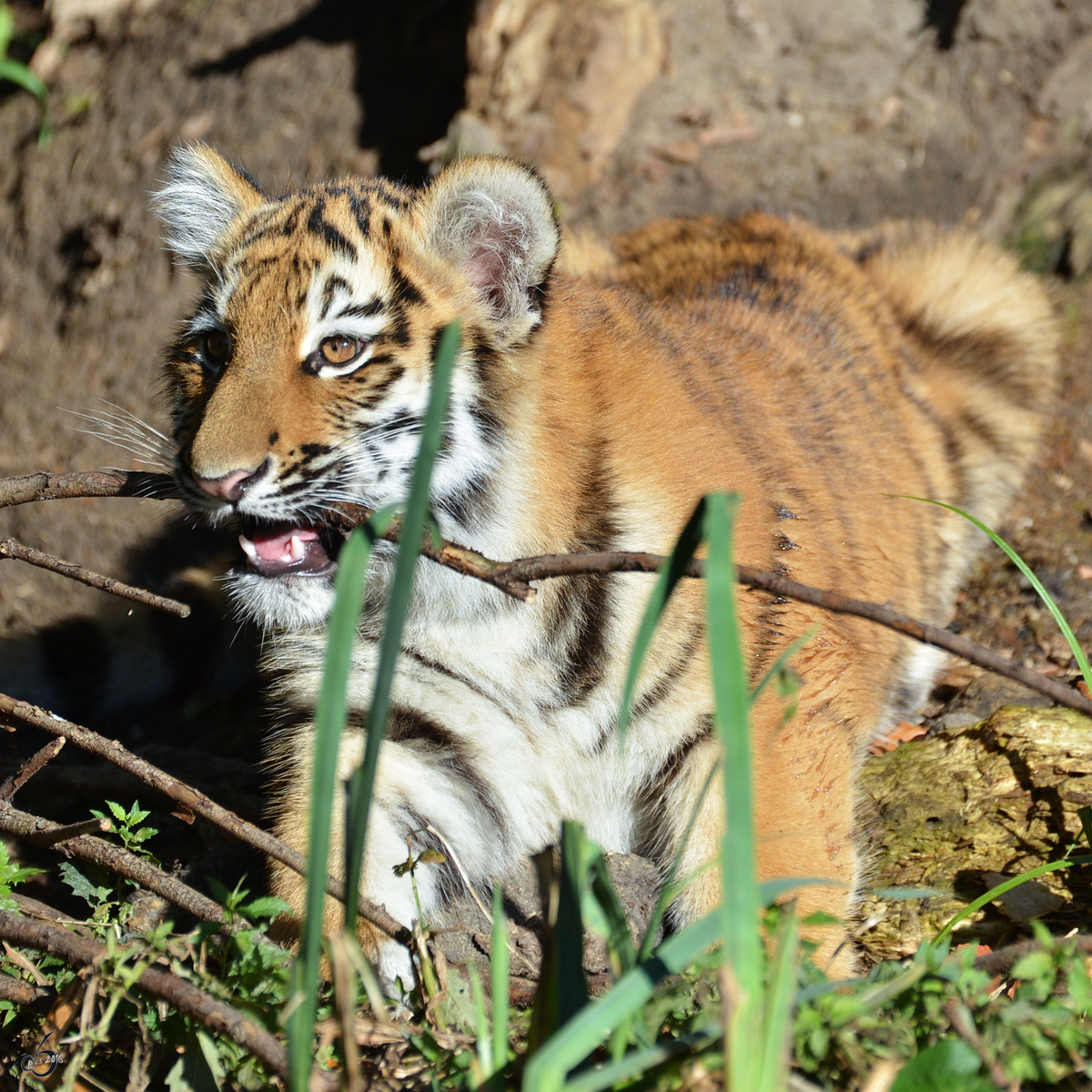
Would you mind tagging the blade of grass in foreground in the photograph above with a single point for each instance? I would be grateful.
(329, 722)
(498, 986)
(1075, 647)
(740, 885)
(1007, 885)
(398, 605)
---
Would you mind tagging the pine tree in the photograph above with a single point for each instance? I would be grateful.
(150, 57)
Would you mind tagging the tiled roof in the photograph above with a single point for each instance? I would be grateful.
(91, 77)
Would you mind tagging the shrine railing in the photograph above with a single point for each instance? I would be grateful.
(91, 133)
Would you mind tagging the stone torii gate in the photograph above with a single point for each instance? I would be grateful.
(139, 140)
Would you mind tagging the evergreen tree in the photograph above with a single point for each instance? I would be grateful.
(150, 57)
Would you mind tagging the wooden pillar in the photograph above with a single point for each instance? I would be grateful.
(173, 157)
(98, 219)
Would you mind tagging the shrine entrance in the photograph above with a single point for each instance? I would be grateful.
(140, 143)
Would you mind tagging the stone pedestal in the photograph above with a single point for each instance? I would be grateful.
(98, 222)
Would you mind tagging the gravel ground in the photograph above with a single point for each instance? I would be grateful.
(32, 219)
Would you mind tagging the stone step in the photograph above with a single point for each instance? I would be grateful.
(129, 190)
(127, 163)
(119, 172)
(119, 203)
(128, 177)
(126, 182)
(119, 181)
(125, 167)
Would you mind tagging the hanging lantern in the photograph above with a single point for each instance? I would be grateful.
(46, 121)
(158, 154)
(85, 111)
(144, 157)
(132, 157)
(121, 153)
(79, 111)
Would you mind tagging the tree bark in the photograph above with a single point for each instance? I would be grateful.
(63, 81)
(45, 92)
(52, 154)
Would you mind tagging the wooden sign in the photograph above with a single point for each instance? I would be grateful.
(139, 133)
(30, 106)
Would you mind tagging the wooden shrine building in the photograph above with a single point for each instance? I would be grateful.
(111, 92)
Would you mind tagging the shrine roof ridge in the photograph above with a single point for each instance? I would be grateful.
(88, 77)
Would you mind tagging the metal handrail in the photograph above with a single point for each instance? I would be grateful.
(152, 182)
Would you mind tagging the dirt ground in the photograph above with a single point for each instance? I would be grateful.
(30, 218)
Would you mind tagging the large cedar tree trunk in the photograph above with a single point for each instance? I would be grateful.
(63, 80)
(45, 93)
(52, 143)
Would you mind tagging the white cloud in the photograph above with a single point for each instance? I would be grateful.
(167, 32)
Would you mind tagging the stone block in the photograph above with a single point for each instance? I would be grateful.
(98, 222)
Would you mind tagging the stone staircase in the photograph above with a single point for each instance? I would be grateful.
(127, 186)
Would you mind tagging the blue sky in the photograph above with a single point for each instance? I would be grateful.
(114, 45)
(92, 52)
==
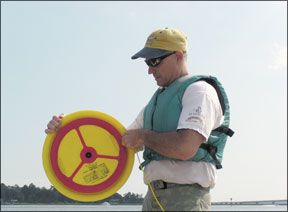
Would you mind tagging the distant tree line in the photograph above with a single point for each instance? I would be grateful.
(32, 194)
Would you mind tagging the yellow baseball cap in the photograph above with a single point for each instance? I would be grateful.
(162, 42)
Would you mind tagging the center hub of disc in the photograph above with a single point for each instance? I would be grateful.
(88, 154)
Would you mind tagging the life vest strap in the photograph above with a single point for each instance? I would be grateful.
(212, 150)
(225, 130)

§ **STATED EXERCISE**: Please find every line in the records above that contains the word "roof" and copy each of those lines. Case counts.

§ **TASK SOLUTION**:
Would you mind tagging the tiled roof in the photograph above with a single point for each instance? I would be grateful.
Would you mind tagging the shrine roof ridge in the photograph above with a single point for each instance? I would be grateful.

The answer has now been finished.